NATURE DE LA DÉCISION : contradictoire, en premier ressort, au fond.

Grosse délivrée à

Me Robert CHEMLA
, la SELARL JEROME LACROUTS AVOCATS

expédition délivrée à

le

mentions diverses

DEMANDERESSE:

S.A.R.L. GROUPE CHEIK La société GROUPE CHEIK S.A.R.L dont le siège social est AC LOC [Adresse 1] à [Localité 4] agissant poursuites et diligences de ses représentants légaux, domiciliés en cette qualité audit siège
[Adresse 1]
[Localité 4]
représentée par Maître Jérôme LACROUTS de la SELARL JEROME LACROUTS AVOCATS, avocats au barreau de NICE, avocats plaidant

DEFENDEUR:

Monsieur [N] [W]
[Adresse 2]
[Localité 4]
représenté par Me Robert CHEMLA, avocat au barreau de NICE, avocat plaidant

EXPOSE DU LITIGE

Selon acte sous seing privé en date du 07 septembre 2012 à [Localité 4], Mme [V] [W] et son fils [N] [W] ont donné à bail commercial à la société GROUPE CHEIK un local commercial situé au rez-de-chaussée d’un immeuble en copropriété situé [Adresse 1] à [Localité 4] constituant le lot n°2 à l’état descriptif de division. Par la suite, M. [N] [W] est venu aux droits de sa mère.

La société GROUPE CHEIK sous enseigne AC.LOC exploite un commerce de location, vente et entretien de véhicules.

La société GROUPE CHEIK s’est plainte d’infiltrations à répétition depuis 2015 provenant vraisemblablement d’une colonne d’eaux usées fuyardes encastrée dans les murs de l’immeuble.

Par ordonnance du 22 février 2019, le Juge des référés du Tribunal de Nice a ordonné une expertise judiciaire afin de décrire les désordres, indiquer les travaux et moyens nécessaires
pour y remédier, ainsi que donner son avis sur la durée des travaux et les préjudices de la société GROUPE CHEIK.

Par acte d’huissier du 5 mars 2021, M. [W] a fait délivrer à la SARL GROUPE CHEIK un congé avec refus de renouvellement du bail à échéance au 30 septembre 2021 pour motifs graves et légitimes et refus de paiement d’une indemnité d’éviction.

Le bail étant venu à expiration le 30 septembre 2021, M [N] [W] a fait délivrer une sommation de quitter les lieux à la SARL GROUPE CHEIK le 11 octobre 2021.

Se plaignant du refus de la SARL GROUPE CHEIK de lui restituer les clés de son local, malgré la délivrance du congé, M [N] [W] avait assigné en référé la SARL GROUPE CHEIK afin de principalement obtenir l’expulsion de son locataire et la fixation d’une indemnité d’occupation.

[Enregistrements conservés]
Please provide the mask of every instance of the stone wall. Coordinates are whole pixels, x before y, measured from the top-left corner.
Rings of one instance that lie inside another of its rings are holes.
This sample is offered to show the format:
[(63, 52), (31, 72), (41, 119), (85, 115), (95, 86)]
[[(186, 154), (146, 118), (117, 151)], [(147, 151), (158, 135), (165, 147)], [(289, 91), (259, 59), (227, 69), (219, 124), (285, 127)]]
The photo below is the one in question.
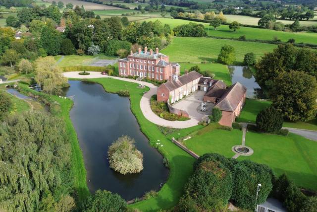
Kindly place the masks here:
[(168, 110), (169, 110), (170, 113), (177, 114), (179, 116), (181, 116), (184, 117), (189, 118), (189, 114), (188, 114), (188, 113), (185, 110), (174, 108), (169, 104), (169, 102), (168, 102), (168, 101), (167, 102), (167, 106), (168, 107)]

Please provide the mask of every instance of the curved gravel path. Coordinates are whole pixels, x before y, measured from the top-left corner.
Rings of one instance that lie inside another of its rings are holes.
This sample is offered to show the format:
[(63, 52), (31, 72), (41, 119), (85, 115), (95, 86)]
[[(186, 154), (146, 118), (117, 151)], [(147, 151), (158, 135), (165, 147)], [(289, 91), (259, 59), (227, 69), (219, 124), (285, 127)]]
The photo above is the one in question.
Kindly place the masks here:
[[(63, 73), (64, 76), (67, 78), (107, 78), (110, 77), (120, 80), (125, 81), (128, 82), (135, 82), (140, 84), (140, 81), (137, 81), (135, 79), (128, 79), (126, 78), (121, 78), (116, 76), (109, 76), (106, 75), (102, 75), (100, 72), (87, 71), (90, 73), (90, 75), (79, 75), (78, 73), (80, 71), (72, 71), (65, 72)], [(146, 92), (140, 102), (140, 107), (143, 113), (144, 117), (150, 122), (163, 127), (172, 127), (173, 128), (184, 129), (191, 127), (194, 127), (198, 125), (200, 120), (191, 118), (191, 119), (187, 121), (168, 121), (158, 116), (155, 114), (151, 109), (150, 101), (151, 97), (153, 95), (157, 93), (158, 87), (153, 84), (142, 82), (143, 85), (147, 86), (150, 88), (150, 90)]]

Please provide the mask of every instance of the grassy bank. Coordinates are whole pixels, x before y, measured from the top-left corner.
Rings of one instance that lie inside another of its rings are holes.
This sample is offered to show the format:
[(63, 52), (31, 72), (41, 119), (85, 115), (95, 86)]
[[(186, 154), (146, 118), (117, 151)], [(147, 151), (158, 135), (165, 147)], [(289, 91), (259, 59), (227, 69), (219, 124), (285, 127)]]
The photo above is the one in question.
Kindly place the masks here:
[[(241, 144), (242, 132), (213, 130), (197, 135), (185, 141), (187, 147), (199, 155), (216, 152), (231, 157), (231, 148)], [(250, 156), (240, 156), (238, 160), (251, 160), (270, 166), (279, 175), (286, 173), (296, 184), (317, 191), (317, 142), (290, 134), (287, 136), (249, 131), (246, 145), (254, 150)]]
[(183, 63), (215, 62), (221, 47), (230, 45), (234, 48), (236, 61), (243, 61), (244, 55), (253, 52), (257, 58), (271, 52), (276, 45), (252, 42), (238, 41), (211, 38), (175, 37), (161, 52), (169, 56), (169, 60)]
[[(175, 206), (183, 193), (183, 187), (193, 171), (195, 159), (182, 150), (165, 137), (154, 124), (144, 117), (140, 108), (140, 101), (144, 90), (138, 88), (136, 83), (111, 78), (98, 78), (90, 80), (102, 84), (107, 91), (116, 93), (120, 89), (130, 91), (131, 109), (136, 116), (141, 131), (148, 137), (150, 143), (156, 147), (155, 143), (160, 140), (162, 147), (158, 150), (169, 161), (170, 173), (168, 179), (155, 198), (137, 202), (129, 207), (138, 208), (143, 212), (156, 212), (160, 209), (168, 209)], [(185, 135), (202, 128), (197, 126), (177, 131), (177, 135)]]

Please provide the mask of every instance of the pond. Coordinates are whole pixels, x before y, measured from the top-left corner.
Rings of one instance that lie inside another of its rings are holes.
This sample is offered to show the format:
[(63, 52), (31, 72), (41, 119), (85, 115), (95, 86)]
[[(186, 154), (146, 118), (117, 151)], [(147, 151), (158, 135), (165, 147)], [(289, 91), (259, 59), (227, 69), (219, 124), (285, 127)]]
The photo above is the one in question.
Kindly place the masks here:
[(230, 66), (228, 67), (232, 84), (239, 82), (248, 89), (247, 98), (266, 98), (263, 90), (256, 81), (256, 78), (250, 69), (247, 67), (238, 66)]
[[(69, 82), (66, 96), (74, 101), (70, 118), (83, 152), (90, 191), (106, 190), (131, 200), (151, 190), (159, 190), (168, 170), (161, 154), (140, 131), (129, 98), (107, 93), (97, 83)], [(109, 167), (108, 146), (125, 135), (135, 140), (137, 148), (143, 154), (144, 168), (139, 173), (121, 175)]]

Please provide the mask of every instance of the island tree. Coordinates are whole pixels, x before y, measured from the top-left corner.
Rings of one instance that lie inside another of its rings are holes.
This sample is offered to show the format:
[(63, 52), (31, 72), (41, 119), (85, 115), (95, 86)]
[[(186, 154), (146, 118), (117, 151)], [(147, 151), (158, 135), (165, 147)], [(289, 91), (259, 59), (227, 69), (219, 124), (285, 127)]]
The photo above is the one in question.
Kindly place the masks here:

--- TRAVAIL À FAIRE ---
a - Relevez chacune des dates complètes (jour, mois et année) mentionnées dans la décision judiciaire. Une date citée plusieurs fois ne doit apparaître qu'une seule fois.
b - Redimensionnez les enregistrements depuis leur début jusqu'à la ligne contenant « 106), (168, 107)] », celle-ci incluse, et ne restituez que ces lignes, consignes comprises. Multipliez par 2,2 chaque coordonnée figurant dans les réponses et arrondissez à l'entier, les demi-valeurs vers le haut, en omettant les images.

--- RÉPONSES DANS L'ORDRE ---
a -
- 07 septembre 2012
- 22 février 2019
- 5 mars 2021
- 30 septembre 2021
- 11 octobre 2021

b -
Please provide the mask of every instance of the stone wall. Coordinates are whole pixels, x before y, measured from the top-left corner.
Rings of one instance that lie inside another of its rings are holes.
This sample is offered to show the format:
[(63, 52), (31, 72), (41, 119), (85, 115), (95, 86)]
[[(186, 154), (146, 118), (117, 151)], [(147, 151), (158, 135), (165, 147)], [(289, 91), (259, 59), (227, 69), (219, 124), (285, 127)]]
The photo below is the one in question.
Kindly place the masks here:
[(370, 242), (372, 242), (374, 249), (389, 251), (394, 255), (398, 255), (405, 257), (416, 260), (416, 251), (414, 251), (414, 249), (407, 242), (383, 238), (372, 229), (372, 224), (370, 224), (370, 222), (367, 224), (367, 233), (370, 235)]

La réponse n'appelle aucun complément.